- [Record set]
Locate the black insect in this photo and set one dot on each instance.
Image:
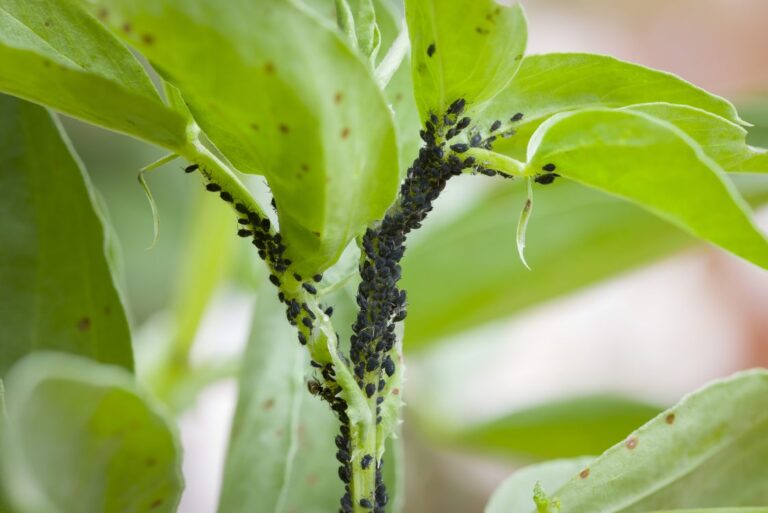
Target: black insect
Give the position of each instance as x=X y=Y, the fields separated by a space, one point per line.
x=546 y=179
x=389 y=366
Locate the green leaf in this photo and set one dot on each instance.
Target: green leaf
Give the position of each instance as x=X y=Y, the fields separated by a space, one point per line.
x=58 y=290
x=281 y=449
x=560 y=429
x=81 y=437
x=280 y=94
x=463 y=49
x=56 y=54
x=515 y=494
x=654 y=164
x=710 y=450
x=552 y=83
x=723 y=141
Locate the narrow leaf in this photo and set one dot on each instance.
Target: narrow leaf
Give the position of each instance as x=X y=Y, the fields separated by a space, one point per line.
x=81 y=437
x=58 y=290
x=654 y=164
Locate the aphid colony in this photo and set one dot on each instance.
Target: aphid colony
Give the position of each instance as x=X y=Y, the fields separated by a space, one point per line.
x=381 y=303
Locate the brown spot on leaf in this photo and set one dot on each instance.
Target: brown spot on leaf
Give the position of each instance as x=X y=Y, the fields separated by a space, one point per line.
x=84 y=324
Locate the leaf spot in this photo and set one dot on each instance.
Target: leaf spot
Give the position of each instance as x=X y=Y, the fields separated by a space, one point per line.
x=84 y=324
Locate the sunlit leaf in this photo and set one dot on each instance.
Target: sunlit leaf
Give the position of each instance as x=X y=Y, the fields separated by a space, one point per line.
x=463 y=49
x=281 y=94
x=560 y=429
x=551 y=83
x=81 y=437
x=723 y=141
x=58 y=290
x=56 y=54
x=653 y=164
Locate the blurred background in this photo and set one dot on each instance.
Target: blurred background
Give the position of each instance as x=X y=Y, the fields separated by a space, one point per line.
x=620 y=316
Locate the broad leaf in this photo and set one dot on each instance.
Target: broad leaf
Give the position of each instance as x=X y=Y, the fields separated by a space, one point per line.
x=561 y=429
x=710 y=450
x=654 y=164
x=81 y=437
x=58 y=291
x=280 y=94
x=461 y=49
x=723 y=141
x=552 y=83
x=515 y=494
x=56 y=54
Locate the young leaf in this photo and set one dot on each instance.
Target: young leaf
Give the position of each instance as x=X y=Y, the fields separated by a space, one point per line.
x=463 y=49
x=708 y=451
x=515 y=494
x=654 y=164
x=281 y=450
x=723 y=141
x=58 y=291
x=81 y=437
x=56 y=54
x=279 y=93
x=552 y=83
x=560 y=429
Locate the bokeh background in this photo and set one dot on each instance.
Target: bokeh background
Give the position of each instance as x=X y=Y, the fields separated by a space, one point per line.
x=620 y=315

- [Problem details]
Without the pictures, repeat the listing above exactly.

- [Solution to this task]
Locate the black insect in this photo and set one dot on each instance.
Image:
Target: black insect
Give the position of each instance as x=X y=Y, the fields separated by a space, one point per line.
x=546 y=179
x=389 y=366
Locate the green leaf in this photo and set one dot on each instance.
Target: green leaf
Give the position of each instance as x=X y=Y, the fields separated by a space, one point per line.
x=58 y=290
x=281 y=449
x=560 y=429
x=81 y=437
x=280 y=94
x=463 y=49
x=56 y=54
x=515 y=494
x=654 y=164
x=710 y=450
x=552 y=83
x=723 y=141
Locate the narrow leaf in this photo and set one dot on each instance.
Target: narrow leaf
Give the position of each instance as x=X y=Y, the fields separated by a space, one point per line.
x=81 y=437
x=58 y=290
x=654 y=164
Locate the aphid colony in this photo and set one dot on each instance.
Target: aphid colony
Give the position of each instance as x=X y=Y, the fields separated by a space, one point per line.
x=381 y=303
Locate the brown spot on leaf in this photo and set one dot on each instance.
Target: brown spot on leaf
Give the position of each instance as x=X y=Y, the fields separated by a space, one point per line.
x=84 y=324
Locate the leaf spot in this photo and set one dot on each instance.
Target: leaf spot
Give the position of each instance as x=X y=Y, the fields separated by a space, one point per line.
x=84 y=324
Locate the sunlit leaf in this photo and set one dot on each instance.
Target: sunlit leaf
Give the position of each instance as x=X y=Y, the fields separated by a space, one point per line.
x=463 y=49
x=281 y=94
x=560 y=429
x=551 y=83
x=81 y=437
x=723 y=141
x=58 y=290
x=56 y=54
x=653 y=164
Locate the blurred background in this photo and set one dot on each instance.
Target: blurred background
Give the position of each instance as x=X y=Y, the fields separated by a space, one point per line.
x=620 y=316
Locate the broad leaf in this photo and set one dot on each instance.
Target: broad leaf
Give the position of each instance as x=X y=Y, the fields separated by a space, one point per line.
x=561 y=429
x=710 y=450
x=654 y=164
x=81 y=437
x=58 y=291
x=280 y=94
x=461 y=49
x=723 y=141
x=552 y=83
x=515 y=494
x=56 y=54
Locate the young leaf in this photo and set one dot on each instance.
Target: young leaf
Give the position of each instance as x=X y=Y, the fields separated by a space, one point per line.
x=463 y=49
x=708 y=451
x=515 y=494
x=654 y=164
x=281 y=450
x=723 y=141
x=58 y=291
x=81 y=437
x=56 y=54
x=279 y=93
x=552 y=83
x=560 y=429
Locate the bokeh background in this photo and set one dot on each instance.
Target: bokeh background
Give the position of each instance as x=X y=Y, the fields separated by a space, one point per line.
x=620 y=315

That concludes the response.